> Your instructions
In the file summary of the patch below, list every file path that begins with "opendevin/".

From 8bfae8413e74e1b6095d5380a7ea93b6b73a4537 Mon Sep 17 00:00:00 2001
From: Xingyao Wang <xingyao6@illinois.edu>
Date: Sun, 12 May 2024 15:57:33 +0800
Subject: [PATCH] Support passing sandbox as argument and iteration reminder
 (#1730)

* support custom sandbox;
add iteration_reminder

* Enable iteration reminder in CodeActAgent integration test

* Don't remove numbers when comparing prompts

* Update tests/integration/README.md

---------

Co-authored-by: Boxuan Li <liboxuan@connect.hku.hk>
---
 .github/workflows/run-integration-tests.yml   |  1 +
 opendevin/controller/agent_controller.py      | 38 ++++++++++++++--
 opendevin/core/config.py                      |  1 +
 opendevin/core/schema/config.py               |  1 +
 opendevin/runtime/runtime.py                  |  7 ++-
 tests/integration/README.md                   |  9 ++--
 tests/integration/conftest.py                 |  6 +--
 .../CodeActAgent/test_edits/prompt_002.log    |  9 ++--
 .../CodeActAgent/test_edits/prompt_003.log    | 44 ++++++++++---------
 .../test_write_simple_script/prompt_002.log   |  1 +
 tests/integration/regenerate.sh               | 15 +++++--
 tests/integration/test_agent.py               |  1 -
 12 files changed, 89 insertions(+), 44 deletions(-)

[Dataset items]
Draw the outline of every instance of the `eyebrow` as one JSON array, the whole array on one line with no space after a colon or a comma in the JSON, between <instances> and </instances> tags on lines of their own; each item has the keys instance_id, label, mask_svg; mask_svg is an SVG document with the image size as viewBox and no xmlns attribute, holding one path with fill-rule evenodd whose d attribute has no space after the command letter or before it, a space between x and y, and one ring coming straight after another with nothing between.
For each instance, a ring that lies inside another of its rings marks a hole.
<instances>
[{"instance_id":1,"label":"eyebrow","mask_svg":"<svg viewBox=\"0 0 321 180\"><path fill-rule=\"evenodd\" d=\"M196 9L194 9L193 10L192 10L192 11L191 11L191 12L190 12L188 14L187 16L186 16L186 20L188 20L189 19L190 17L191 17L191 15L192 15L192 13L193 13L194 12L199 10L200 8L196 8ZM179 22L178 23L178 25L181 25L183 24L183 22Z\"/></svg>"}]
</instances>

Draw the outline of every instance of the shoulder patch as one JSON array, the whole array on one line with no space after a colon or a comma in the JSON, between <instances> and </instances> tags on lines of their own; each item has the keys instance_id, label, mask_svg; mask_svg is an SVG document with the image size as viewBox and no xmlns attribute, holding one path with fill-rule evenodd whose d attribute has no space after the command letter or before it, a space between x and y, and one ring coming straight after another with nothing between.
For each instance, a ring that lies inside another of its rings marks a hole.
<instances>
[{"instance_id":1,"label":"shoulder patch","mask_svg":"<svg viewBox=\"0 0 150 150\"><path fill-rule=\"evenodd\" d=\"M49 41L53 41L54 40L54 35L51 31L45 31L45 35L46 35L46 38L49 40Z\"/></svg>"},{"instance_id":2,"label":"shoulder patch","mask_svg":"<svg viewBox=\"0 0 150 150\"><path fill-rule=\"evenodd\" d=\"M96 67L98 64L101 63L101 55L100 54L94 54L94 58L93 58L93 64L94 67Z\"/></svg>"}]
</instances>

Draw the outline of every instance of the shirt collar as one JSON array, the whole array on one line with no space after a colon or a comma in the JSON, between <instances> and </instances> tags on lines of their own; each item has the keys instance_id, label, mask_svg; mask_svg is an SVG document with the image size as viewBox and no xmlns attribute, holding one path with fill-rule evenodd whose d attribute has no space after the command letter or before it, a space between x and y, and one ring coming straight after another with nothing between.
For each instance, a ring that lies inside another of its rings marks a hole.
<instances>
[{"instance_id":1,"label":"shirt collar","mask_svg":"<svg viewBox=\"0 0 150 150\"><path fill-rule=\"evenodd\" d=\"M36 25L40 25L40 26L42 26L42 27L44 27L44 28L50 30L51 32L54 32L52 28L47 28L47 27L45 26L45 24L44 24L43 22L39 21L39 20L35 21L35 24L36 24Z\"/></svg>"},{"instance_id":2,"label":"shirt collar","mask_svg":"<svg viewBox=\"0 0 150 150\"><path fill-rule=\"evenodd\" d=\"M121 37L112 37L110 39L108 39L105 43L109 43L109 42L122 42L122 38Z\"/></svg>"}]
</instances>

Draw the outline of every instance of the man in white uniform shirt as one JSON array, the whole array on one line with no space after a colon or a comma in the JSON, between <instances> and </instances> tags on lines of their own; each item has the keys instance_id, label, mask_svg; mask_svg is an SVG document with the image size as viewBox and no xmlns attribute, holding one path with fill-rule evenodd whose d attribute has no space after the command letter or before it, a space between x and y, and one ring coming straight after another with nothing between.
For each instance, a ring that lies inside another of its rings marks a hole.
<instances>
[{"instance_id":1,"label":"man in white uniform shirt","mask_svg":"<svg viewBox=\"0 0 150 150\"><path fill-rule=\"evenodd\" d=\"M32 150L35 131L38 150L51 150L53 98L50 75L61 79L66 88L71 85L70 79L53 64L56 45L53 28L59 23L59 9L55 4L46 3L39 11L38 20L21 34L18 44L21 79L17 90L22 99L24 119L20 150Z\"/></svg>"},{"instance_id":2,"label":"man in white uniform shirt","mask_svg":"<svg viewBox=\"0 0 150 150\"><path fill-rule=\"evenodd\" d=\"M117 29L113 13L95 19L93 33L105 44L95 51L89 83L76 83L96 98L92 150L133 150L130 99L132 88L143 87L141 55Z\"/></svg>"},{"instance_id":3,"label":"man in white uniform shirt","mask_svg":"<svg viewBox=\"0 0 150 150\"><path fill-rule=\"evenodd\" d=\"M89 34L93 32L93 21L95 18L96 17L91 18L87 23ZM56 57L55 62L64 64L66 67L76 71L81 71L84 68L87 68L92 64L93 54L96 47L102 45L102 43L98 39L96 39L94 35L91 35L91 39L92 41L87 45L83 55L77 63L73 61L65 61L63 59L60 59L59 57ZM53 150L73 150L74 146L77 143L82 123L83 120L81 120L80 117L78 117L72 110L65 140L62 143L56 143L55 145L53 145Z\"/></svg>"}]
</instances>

> Output for this task
opendevin/controller/agent_controller.py
opendevin/core/config.py
opendevin/core/schema/config.py
opendevin/runtime/runtime.py